* Source document
○ ○ ○ ○ ○ ○ ○
Feb 15, 2007

"Democracy Now!"-Induced Valentine's Day Guilt

If you ever want to feel like a horrible person for living a comfortable life, a good program is Democracy Now! found on your local liberal-bent radio station. You can listen to the Valentine's Day special and hear stories that make you want to go out and change the world because there's so much injustice even in the day that's supposed to celebrate love:

Those lovely flowers you received - they were probably genetically engineered and grown in Colombia on a giant pesticide-soaked factory farm run by U.S.-owned Dole Foods. How about the chocolate? Well, over 40 percent of the world’s cocoa comes from the Ivory Coast, in West Africa, where child labor and child slavery is widespread. And diamonds? They are a girl’s best friend. And they have been used to finance some of the most brutal warfare of the last two decades.

Labor Conditions at US-Owned Plantations Show Hidden Realities of Flower Industry

Child Labor: The Hidden Ingredient to the Billion-Dollar Chocolate Industry?

Global Witness Founder Charmian Gooch: “The Diamond Industry is Failing to Live Up to Its Promises”

But then your date for the evening shows up with a lovely flower for you and you realize that while it may have been produced by a single mother working for no pay and physically abused by her supervisors in Colombia, it really will look pretty in your apartment and you forget all about her.

It's horrible, but what can you really do about it? You still really like flowers and really like chocolate and really like diamonds and intend to enjoy them. There are companies that guarantee that their diamonds don't fund the torture of African children and companies that promise their cocoa was produced by well-paid laborers, but you don't have the time or money to buy from them. You don't have the money to buy diamonds at all, of course, but you ignore this fact for a minute for the sake of argument.

You settle your feelings by saying a prayer of gratitude that you're not a child slave in Côte d'Ivoire and then go to the kitchen for another chocolate.

1 comment:

Anonymous said...

Thanks Mika has been looking for a valid excuse for hating Valentine's day. Now I can't argue against her.
○ ○ ○ ○ ○ ○ ○
* Exercise data
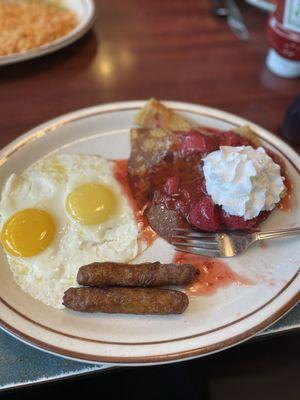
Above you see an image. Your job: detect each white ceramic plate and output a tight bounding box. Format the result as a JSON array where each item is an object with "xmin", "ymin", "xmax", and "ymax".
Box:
○ ○ ○ ○ ○ ○ ○
* Parts of the exercise
A) In the Valentine's Day post, what share of the world's cocoa comes from the Ivory Coast?
B) Print the stretch of the Valentine's Day post from "But then your" through "sake of argument.".

* Outputs in order
A) Over 40 percent

B)
But then your date for the evening shows up with a lovely flower for you and you realize that while it may have been produced by a single mother working for no pay and physically abused by her supervisors in Colombia, it really will look pretty in your apartment and you forget all about her.

It's horrible, but what can you really do about it? You still really like flowers and really like chocolate and really like diamonds and intend to enjoy them. There are companies that guarantee that their diamonds don't fund the torture of African children and companies that promise their cocoa was produced by well-paid laborers, but you don't have the time or money to buy from them. You don't have the money to buy diamonds at all, of course, but you ignore this fact for a minute for the sake of argument.